## Excerpted data:
● ● ● ● ●

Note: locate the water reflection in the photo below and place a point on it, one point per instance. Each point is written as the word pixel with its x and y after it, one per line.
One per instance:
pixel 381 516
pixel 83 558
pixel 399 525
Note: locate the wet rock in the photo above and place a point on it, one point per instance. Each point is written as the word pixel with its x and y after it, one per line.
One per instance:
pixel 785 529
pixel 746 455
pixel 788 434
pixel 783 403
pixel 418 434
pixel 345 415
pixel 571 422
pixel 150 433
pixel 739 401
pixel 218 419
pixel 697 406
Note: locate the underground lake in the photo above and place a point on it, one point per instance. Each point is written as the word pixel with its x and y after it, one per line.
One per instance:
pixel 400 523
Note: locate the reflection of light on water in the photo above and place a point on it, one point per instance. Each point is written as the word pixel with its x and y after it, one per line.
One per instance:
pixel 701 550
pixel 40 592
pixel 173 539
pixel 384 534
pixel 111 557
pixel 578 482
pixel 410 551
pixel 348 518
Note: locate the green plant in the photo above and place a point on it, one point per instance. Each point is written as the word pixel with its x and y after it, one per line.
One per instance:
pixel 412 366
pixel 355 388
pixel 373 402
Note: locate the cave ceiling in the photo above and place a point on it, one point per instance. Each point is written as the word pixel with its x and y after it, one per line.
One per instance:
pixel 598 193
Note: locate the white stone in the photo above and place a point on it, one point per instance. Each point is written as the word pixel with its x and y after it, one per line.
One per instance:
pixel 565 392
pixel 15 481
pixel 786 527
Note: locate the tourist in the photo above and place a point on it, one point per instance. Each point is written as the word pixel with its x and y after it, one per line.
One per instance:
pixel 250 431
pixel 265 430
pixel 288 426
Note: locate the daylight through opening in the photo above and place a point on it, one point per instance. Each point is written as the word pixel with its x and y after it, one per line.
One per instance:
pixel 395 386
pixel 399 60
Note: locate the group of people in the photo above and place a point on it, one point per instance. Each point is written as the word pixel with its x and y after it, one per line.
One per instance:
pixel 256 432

● ● ● ● ●

## Task statement:
Reproduce every item above with "one point per instance" swapped for "one point for each instance" wherever it occurs, keeping all other text as it stands.

## Result of this task:
Note: locate the water reflection in the photo below and place a point on it, one point for each instance. Each point is written as the word pixel with its x and y after it, one per line.
One per instance:
pixel 381 516
pixel 83 558
pixel 399 525
Note: locate the wet rock in the photo above and place a point on it, one point for each instance. Each point is written as the word pixel with its x and y after it, one per line.
One per instance:
pixel 785 529
pixel 746 455
pixel 788 434
pixel 783 403
pixel 418 434
pixel 345 415
pixel 571 422
pixel 150 433
pixel 739 401
pixel 218 419
pixel 697 406
Note: locate the underground lake in the photo above and place a point on it, one point for each instance. Each point is written as the word pixel with its x and y after it, one per line.
One per instance:
pixel 400 523
Note: locate the reflection of light on water in the photo above and place a point on it, one point for each instance. Each point is written as the word pixel with its x and y after it, one per line.
One per instance:
pixel 701 550
pixel 40 592
pixel 173 539
pixel 384 534
pixel 111 557
pixel 578 482
pixel 410 551
pixel 348 518
Note: locate the green plant in the photo above and place a point on it, one point for each instance. Each point is written as the word pixel with its x and y after it, one per line.
One per instance:
pixel 412 366
pixel 355 388
pixel 373 402
Note: locate the cave ceiling in the photo above and place a point on it, one point for each instance. Each point is written as the word pixel with its x and y after it, one per line.
One per instance:
pixel 598 193
Note: locate the white stone in the photo above and place a point on it, one point for each instance. Each point is written as the word pixel with its x and y after it, one per line.
One per instance:
pixel 565 392
pixel 15 481
pixel 786 527
Note: locate the tourist in the photo above and place a point on it, one point for each instance. Each point is written as the word pixel with its x and y after it, one per line.
One per instance:
pixel 250 431
pixel 265 430
pixel 288 426
Note: locate the daylight through opening in the photo above and place a point on it, one point for each instance. Each point is written as the word pixel with its x and y after it, one per line.
One per instance:
pixel 395 386
pixel 399 60
Note: locate the group of people in the photo above and place a point on it, one point for each instance. Each point is written as the word pixel with its x and y after it, one per line.
One per instance:
pixel 256 432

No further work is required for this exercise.